**Given passage**
--- START ---
# So far....What a Disappointment.



## Dark_Lightning

Nowadays, it only requires a minimum (I hear tell, and I don't know the percentage) amount of parts and labor in the country claimed as "manufactured in" to be called "manufactured in XXX". Case in point, I bought dial calipers for wood working "Made in Switzerland" for $25 USD a few years ago. But they're plastic, and not all that accurate. A major portion is made in chinee. Another case- I needed a good backpack. So, off to the store I go, and find a really nice backpack- Swiss Army! How nice! Then, I get it home, load it full of stuff, carry it around, buyer's remorse sets in. Hmmm, why is this zipper pulling loose? What the heck is wrong with that pocket, the stitching is coming off? Looks deep into the backpack, pulls out a paper tag: "Made in China". Even the Swiss have sold out. Though, honestly, that bank account thing has made the Swiss a munificent country, what with all that unclaimed money.

Though, in all fairness, this seems to be a common theme across the world. Few people seem to have any real pride in their workmanship. To be fair, automobile manufacturers have taken deep strides into making a better product. I see seriously lacking performance in industries across the board, however.

LJs, excepted! If only everyone in the world cared enough to build what they build like is done here! WOW!
--- END ---
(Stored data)
--- START ---
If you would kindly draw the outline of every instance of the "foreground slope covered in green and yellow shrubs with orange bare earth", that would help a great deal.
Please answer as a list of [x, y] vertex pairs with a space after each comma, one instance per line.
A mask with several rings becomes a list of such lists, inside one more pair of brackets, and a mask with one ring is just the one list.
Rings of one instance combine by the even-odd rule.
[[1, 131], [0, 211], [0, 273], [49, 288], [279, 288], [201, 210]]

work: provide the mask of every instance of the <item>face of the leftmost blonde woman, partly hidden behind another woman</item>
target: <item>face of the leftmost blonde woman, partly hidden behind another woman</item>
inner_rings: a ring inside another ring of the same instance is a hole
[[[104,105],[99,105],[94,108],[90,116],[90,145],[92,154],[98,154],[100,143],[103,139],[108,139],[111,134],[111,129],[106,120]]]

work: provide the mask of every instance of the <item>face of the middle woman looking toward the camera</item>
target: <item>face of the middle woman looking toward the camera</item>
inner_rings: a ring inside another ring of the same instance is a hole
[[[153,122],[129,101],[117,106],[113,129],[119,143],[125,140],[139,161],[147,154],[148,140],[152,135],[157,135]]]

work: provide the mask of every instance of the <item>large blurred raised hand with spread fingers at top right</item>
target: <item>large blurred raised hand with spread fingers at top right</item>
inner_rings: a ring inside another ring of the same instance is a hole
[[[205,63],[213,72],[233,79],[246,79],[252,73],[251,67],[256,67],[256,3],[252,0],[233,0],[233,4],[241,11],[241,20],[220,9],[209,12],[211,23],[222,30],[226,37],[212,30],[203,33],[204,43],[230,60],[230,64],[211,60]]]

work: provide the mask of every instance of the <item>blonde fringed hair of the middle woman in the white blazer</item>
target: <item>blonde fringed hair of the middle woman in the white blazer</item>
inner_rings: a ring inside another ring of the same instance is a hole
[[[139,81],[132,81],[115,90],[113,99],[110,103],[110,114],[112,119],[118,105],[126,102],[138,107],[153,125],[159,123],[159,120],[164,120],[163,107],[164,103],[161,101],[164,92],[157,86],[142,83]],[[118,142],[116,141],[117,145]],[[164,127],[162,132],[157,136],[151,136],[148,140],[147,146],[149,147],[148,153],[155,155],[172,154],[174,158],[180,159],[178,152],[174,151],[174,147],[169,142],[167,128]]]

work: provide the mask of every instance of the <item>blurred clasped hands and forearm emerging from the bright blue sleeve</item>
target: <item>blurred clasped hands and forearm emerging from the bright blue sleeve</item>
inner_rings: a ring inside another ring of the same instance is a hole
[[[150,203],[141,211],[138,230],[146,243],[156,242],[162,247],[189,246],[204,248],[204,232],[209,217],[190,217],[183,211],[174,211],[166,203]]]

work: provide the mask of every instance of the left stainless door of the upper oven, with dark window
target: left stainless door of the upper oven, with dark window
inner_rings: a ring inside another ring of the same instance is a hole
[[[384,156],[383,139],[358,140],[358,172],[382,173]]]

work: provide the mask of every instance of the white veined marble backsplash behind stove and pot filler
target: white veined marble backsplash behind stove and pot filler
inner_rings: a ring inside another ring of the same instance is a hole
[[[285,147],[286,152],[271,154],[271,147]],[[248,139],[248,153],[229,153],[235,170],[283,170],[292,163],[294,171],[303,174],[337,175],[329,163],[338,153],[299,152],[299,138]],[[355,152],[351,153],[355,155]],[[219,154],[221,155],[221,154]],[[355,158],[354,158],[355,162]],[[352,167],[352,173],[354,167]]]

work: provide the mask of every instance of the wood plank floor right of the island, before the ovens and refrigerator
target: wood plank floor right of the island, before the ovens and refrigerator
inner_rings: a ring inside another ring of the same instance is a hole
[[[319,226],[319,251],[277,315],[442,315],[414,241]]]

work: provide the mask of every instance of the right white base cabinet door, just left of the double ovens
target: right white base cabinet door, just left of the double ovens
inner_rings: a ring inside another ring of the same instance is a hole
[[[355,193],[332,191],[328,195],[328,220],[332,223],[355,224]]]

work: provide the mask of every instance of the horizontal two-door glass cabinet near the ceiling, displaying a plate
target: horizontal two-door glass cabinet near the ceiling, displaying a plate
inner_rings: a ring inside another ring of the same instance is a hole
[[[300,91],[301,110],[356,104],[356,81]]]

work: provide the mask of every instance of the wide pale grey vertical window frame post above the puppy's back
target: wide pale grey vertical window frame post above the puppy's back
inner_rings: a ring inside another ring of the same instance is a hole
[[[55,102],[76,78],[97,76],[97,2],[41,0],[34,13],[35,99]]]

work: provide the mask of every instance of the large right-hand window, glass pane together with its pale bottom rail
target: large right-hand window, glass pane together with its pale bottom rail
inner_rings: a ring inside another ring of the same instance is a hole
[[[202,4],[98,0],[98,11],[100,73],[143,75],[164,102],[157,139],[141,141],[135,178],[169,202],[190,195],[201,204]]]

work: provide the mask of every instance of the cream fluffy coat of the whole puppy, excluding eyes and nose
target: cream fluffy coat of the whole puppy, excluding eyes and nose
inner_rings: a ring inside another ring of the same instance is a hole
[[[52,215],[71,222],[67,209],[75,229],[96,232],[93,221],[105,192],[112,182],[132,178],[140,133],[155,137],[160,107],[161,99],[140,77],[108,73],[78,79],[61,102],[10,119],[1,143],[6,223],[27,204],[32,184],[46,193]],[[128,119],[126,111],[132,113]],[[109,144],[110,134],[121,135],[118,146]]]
--- END ---
**Work request A**
Output the forum post about product quality from "Though, in all" down to "done here! WOW!".
**Work request B**
Decide whether each statement agrees with the forum post about product quality, answering yes or no and quoting the words of the post that settle it: (i) The poster paid $25 USD for the dial calipers. (ii) The tag inside the backpack said it was made in Switzerland. (iii) The poster says automobile manufacturers have taken deep strides into making a better product.

**Exercise solution A**
Though, in all fairness, this seems to be a common theme across the world. Few people seem to have any real pride in their workmanship. To be fair, automobile manufacturers have taken deep strides into making a better product. I see seriously lacking performance in industries across the board, however.

LJs, excepted! If only everyone in the world cared enough to build what they build like is done here! WOW!

**Exercise solution B**
(i) Yes: "I bought dial calipers for wood working "Made in Switzerland" for $25 USD a few years ago."
(ii) No: "Made in China"
(iii) Yes: "automobile manufacturers have taken deep strides into making a better product"